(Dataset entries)
= = =
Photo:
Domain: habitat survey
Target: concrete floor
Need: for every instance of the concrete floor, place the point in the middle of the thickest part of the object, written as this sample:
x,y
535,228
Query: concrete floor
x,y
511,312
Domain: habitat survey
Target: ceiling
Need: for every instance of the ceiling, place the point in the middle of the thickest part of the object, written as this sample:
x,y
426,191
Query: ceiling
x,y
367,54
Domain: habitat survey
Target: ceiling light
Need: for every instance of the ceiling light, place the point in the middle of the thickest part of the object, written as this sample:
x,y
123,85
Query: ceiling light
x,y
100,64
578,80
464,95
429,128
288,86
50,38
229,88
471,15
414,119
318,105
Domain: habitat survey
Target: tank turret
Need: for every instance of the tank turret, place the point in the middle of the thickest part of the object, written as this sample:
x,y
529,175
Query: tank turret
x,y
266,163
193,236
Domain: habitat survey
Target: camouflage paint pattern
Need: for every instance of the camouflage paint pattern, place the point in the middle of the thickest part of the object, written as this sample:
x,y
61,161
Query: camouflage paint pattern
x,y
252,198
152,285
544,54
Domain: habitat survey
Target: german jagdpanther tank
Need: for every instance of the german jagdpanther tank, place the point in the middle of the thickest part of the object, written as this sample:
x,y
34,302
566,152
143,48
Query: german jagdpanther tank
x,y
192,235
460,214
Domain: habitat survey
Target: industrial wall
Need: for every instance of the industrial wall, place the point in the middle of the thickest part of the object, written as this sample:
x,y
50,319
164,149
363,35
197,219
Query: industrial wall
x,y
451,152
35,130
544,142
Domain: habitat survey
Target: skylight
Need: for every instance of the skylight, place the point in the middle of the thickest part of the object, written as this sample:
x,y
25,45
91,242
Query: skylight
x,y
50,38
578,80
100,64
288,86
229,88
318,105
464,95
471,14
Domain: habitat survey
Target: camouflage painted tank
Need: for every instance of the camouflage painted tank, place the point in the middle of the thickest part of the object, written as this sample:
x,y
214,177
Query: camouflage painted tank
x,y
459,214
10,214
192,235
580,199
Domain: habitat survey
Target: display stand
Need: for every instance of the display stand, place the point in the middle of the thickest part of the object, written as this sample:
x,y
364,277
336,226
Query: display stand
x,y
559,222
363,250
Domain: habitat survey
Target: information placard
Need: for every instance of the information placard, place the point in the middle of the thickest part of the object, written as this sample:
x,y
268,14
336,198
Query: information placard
= = =
Goal of the exercise. Copy the entries above exactly, so that each line matches the original.

Result.
Photo:
Domain: habitat survey
Target: concrete floor
Need: for every instance of the concrete floor, place the point in the middle of the thickest part of the object, written as this sample:
x,y
535,228
Query: concrete floor
x,y
511,312
Domain: habitat survey
Target: ceiling
Need: for every instance of the ceiling, place the point in the middle of the thickest part of the object, written as this sample:
x,y
426,191
Query: ceiling
x,y
367,54
Domain: habitat survey
Target: ceiling light
Need: for every instance of the ceiling light, place the point in the middle of the thickest part of the object, written as this sample:
x,y
123,85
Query: ceiling light
x,y
100,64
578,80
464,95
429,128
288,86
50,38
229,88
471,15
414,119
318,105
Domain: habitat survey
Target: tank turret
Need: for every instance of the tank turret, place the point in the middle of the thickest part of the object, written as this sample:
x,y
529,175
Query: tank turret
x,y
266,163
193,236
Domain: habitat survey
Target: camouflage paint pattern
Need: for every instance of the camouflage paint pattern, place the point in the middle of the thickest part of the object, written as this sample:
x,y
61,161
Query: camouflage paint pattern
x,y
252,198
152,285
544,54
Domain: habitat survey
Target: german jagdpanther tank
Need: for every instance of the german jagdpanther tank, place the point in the middle of the thickest part of the object, written as this sample:
x,y
34,302
566,152
143,48
Query: german jagdpanther tank
x,y
192,235
460,214
Domain: habitat survey
Target: industrial wall
Need: for every instance of the industrial wall, place the point in the middle of the thickest part of the object, written as this sample:
x,y
50,319
164,149
363,35
197,219
Query: industrial wall
x,y
451,152
35,130
544,142
Domain: habitat survey
Target: skylight
Need: for every instance of the skylight, place the point in the middle of the thickest part of the object, written as this sample:
x,y
25,45
91,242
Query: skylight
x,y
50,38
578,80
100,64
288,86
229,88
318,105
464,95
471,14
Domain: habitat survey
Target: camouflage painted tank
Need: for every instance of the camouflage painted tank, place the point in the middle of the thickest part of the object, written as this sample:
x,y
214,177
Query: camouflage painted tank
x,y
459,214
10,214
192,235
580,199
Domain: habitat survey
Target: display stand
Need: for every instance of the display stand, place the point in the middle of the thickest part of the object, written as this sample:
x,y
364,277
336,226
Query: display stand
x,y
559,222
363,250
Domain: habitat survey
Target: information placard
Need: for every instance of the information placard, place the point in the middle of the thickest part of the object, written as this sample:
x,y
268,14
336,198
Query: information placard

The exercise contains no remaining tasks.